● DATA SHOWN
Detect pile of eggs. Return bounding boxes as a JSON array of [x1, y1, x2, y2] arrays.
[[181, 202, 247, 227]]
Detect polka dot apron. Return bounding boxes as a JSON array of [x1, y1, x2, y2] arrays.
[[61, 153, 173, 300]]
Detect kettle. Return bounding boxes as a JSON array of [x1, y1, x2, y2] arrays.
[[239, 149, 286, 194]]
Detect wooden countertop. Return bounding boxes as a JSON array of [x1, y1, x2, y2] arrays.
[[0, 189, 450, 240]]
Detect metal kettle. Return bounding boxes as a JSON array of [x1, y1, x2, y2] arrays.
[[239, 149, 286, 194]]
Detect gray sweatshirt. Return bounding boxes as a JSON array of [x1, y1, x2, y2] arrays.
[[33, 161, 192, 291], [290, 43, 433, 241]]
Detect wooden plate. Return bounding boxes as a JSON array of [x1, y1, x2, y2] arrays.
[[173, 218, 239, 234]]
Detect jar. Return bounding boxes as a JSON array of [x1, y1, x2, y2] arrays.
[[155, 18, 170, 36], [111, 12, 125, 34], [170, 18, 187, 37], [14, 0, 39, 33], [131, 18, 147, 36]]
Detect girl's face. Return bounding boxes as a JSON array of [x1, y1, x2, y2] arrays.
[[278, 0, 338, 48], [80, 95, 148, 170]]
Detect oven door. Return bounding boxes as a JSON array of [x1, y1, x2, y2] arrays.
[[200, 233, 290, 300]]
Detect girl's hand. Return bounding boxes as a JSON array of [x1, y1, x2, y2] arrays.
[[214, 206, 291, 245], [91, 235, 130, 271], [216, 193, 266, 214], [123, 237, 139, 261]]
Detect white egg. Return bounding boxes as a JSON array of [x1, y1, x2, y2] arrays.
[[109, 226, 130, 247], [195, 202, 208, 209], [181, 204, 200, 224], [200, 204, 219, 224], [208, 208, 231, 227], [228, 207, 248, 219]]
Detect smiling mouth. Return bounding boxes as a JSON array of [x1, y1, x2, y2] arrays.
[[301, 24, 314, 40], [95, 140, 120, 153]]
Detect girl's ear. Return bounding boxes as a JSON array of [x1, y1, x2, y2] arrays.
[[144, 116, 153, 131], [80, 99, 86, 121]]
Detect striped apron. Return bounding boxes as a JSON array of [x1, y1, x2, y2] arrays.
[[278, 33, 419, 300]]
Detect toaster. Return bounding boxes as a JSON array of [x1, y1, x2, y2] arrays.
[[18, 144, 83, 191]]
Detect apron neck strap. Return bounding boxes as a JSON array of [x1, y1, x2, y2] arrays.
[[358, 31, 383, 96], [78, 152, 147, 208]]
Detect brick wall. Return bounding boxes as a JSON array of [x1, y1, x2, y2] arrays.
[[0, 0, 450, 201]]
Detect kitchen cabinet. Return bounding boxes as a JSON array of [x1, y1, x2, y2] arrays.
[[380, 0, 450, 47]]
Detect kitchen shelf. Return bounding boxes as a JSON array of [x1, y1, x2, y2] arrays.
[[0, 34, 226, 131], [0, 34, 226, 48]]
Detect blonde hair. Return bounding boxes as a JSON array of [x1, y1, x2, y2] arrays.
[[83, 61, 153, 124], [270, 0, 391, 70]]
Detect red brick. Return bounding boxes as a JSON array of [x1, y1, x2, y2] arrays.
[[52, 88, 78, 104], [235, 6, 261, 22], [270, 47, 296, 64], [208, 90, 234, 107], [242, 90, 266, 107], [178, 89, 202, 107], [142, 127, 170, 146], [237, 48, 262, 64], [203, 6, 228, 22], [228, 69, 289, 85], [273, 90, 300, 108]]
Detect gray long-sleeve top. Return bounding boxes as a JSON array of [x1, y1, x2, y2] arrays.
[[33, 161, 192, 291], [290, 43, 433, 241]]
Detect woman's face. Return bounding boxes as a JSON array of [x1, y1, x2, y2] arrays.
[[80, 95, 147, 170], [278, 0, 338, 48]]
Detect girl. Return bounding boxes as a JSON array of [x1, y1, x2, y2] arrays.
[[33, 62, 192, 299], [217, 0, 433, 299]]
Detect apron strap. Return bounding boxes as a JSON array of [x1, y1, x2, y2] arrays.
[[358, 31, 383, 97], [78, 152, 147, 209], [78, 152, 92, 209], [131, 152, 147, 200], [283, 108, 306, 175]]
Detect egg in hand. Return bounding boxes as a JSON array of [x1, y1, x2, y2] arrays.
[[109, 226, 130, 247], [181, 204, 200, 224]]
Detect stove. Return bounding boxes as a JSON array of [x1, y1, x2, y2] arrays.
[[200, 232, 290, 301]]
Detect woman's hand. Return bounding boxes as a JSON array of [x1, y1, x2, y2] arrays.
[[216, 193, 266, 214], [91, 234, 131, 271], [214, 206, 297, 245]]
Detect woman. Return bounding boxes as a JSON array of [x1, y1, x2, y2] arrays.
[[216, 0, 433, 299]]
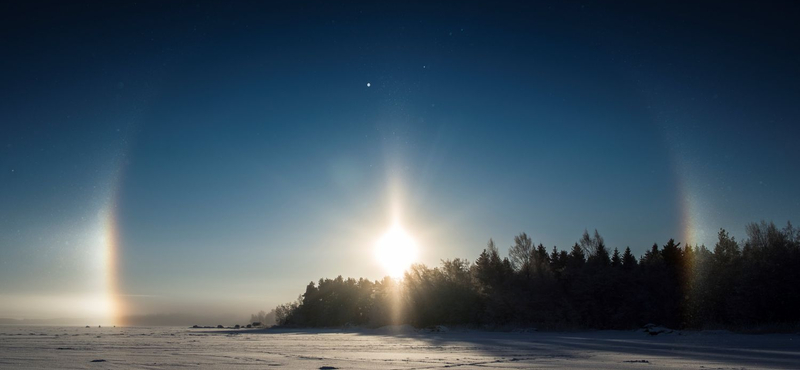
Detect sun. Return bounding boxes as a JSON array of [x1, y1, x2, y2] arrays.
[[375, 224, 418, 278]]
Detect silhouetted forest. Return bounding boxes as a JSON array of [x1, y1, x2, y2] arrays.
[[275, 221, 800, 329]]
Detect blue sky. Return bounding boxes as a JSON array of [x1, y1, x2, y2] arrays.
[[0, 2, 800, 317]]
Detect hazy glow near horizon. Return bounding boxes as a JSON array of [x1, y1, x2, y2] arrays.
[[375, 224, 419, 278]]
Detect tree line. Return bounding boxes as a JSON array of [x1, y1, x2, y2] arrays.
[[273, 221, 800, 329]]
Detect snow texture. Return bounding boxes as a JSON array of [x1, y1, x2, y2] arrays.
[[0, 326, 800, 369]]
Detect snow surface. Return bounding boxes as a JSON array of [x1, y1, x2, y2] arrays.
[[0, 326, 800, 369]]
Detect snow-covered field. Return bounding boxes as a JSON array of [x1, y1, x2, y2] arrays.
[[0, 326, 800, 369]]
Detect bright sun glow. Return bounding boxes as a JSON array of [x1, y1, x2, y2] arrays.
[[375, 225, 418, 278]]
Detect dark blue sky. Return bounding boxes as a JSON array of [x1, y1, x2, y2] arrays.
[[0, 2, 800, 317]]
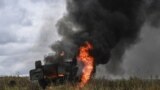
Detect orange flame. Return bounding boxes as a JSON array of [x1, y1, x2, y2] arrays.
[[77, 42, 94, 88]]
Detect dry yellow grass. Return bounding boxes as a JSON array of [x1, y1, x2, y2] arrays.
[[0, 77, 160, 90]]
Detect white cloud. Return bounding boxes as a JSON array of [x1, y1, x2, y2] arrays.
[[0, 0, 65, 75]]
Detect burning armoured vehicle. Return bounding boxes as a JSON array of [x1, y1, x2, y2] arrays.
[[30, 42, 95, 88], [30, 52, 79, 88]]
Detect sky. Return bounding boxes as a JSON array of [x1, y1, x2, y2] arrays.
[[0, 0, 160, 77], [0, 0, 66, 75]]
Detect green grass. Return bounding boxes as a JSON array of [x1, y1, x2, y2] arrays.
[[0, 77, 160, 90]]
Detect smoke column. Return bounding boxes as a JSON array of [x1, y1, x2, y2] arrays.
[[52, 0, 159, 72]]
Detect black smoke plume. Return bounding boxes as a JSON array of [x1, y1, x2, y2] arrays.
[[52, 0, 158, 73]]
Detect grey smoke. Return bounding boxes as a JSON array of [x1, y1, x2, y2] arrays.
[[52, 0, 160, 75]]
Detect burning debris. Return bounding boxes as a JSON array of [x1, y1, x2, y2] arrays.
[[77, 42, 94, 88], [31, 0, 158, 87]]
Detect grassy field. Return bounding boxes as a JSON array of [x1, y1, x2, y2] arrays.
[[0, 77, 160, 90]]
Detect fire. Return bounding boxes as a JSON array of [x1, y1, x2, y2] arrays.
[[77, 42, 94, 88]]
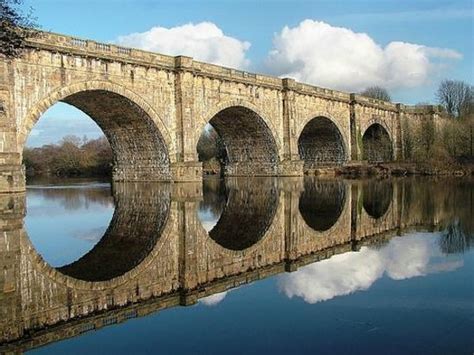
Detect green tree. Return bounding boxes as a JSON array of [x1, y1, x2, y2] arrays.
[[436, 80, 474, 118]]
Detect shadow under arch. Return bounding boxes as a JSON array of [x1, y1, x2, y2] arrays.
[[200, 177, 279, 251], [298, 116, 347, 169], [299, 177, 346, 232], [362, 179, 393, 219], [56, 183, 171, 282], [362, 123, 393, 163], [20, 81, 171, 181], [208, 105, 279, 176]]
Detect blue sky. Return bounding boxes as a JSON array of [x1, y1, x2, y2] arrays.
[[25, 0, 474, 146]]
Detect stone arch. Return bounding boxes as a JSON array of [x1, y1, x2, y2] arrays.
[[18, 81, 174, 181], [195, 100, 281, 176], [362, 122, 393, 162], [21, 183, 176, 290], [362, 180, 393, 219], [298, 178, 346, 232], [298, 116, 348, 169], [198, 178, 279, 252]]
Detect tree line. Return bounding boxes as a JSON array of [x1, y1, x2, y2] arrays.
[[23, 136, 113, 177]]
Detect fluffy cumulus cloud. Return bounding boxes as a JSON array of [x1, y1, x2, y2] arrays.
[[278, 233, 463, 303], [115, 22, 250, 68], [265, 20, 462, 92]]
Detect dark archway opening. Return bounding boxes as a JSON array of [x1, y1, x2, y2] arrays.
[[198, 106, 278, 176], [198, 177, 278, 250], [362, 180, 393, 219], [362, 123, 393, 163], [299, 178, 346, 232], [298, 117, 347, 170], [24, 90, 171, 181]]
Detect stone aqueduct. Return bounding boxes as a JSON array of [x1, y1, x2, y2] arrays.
[[0, 33, 440, 192]]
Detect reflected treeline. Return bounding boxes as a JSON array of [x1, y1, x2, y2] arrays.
[[28, 184, 113, 211], [299, 177, 347, 232], [203, 178, 278, 250], [439, 220, 474, 254], [440, 180, 474, 253], [58, 183, 170, 281]]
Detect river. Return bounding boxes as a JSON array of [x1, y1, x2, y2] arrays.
[[0, 177, 474, 354]]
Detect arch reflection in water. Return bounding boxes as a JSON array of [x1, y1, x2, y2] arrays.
[[362, 179, 393, 219], [24, 179, 114, 267], [27, 183, 170, 281], [299, 177, 346, 232], [198, 177, 278, 250]]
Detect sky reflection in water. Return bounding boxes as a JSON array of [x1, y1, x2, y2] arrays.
[[18, 179, 474, 354]]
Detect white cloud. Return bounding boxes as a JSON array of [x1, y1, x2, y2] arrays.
[[266, 20, 462, 92], [278, 233, 463, 303], [115, 22, 250, 68]]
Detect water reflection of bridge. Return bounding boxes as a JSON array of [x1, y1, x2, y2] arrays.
[[0, 178, 472, 351]]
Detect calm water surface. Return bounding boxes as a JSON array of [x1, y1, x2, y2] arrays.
[[0, 178, 474, 354]]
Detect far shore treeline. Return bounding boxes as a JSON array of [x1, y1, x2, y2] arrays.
[[23, 136, 113, 177]]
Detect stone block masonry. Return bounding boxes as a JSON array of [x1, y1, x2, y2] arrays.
[[0, 32, 441, 192]]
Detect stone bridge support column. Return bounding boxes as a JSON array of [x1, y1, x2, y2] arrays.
[[0, 193, 26, 343], [393, 104, 405, 160], [281, 178, 304, 272], [175, 183, 205, 306], [171, 56, 202, 182], [279, 78, 304, 176], [349, 94, 361, 161], [0, 60, 25, 193]]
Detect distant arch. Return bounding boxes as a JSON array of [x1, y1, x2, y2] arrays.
[[362, 123, 393, 162], [298, 116, 347, 169], [19, 81, 174, 181], [298, 178, 346, 232], [196, 100, 279, 176]]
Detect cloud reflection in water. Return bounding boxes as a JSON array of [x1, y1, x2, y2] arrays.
[[278, 233, 463, 303]]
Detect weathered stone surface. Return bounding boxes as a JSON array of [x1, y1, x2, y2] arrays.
[[0, 177, 465, 351], [0, 33, 440, 191]]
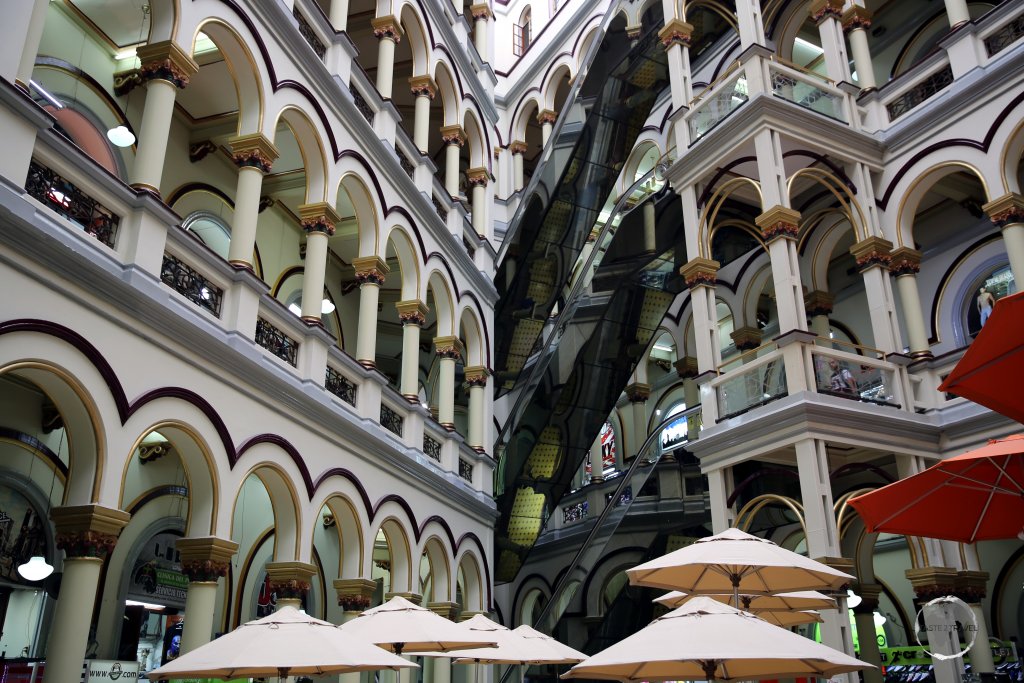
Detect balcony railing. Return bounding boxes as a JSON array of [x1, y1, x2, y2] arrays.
[[256, 317, 299, 367], [686, 70, 749, 144], [25, 159, 121, 249]]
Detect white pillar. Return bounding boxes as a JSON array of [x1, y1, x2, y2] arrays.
[[130, 41, 199, 196], [352, 256, 388, 368]]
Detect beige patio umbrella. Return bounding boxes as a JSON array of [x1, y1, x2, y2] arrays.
[[562, 597, 871, 681], [626, 528, 854, 606], [654, 591, 837, 614], [341, 595, 496, 654], [147, 607, 416, 681]]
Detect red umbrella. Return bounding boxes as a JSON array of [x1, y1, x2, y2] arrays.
[[939, 292, 1024, 422], [850, 434, 1024, 543]]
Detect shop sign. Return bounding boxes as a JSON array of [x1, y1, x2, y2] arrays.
[[85, 659, 138, 683]]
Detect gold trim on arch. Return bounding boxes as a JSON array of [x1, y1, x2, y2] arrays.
[[0, 359, 106, 505]]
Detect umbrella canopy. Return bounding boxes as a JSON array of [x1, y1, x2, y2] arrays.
[[341, 595, 495, 654], [626, 528, 854, 604], [850, 434, 1024, 543], [939, 292, 1024, 422], [562, 597, 871, 681], [148, 607, 416, 681], [654, 591, 836, 614]]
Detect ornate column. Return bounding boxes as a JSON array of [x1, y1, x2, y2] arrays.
[[466, 168, 490, 238], [804, 290, 836, 339], [469, 2, 492, 61], [441, 125, 466, 198], [370, 14, 401, 99], [227, 133, 280, 270], [434, 337, 463, 432], [266, 561, 316, 609], [175, 537, 239, 654], [131, 40, 199, 197], [352, 256, 388, 368], [810, 0, 851, 83], [299, 202, 341, 325], [537, 110, 558, 147], [409, 76, 437, 154], [982, 193, 1024, 291], [850, 237, 903, 353], [755, 206, 807, 334], [394, 299, 427, 403], [465, 366, 490, 453], [850, 584, 885, 683], [889, 247, 932, 358], [626, 382, 650, 456], [509, 140, 528, 191], [43, 504, 131, 683], [843, 5, 878, 90]]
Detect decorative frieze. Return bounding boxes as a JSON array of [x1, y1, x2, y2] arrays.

● SHORT PROBLEM
Gather every line of the material above that contains the word "cloud", and copy each one in full.

● REPLY
Detect white cloud. Return bounding boxes as a JSON array of [x1, y1, x2, y2] arrays.
Detect fluffy cumulus cloud. Return bounding boxes as a JSON array of [x1, y1, x2, y2] arrays.
Detect white cloud. Return bounding boxes as a JSON array of [x1, y1, x2, y2] arrays.
Detect cloud reflection in water. Return bounding boxes as a JSON array of [x1, y1, x2, y2] arrays.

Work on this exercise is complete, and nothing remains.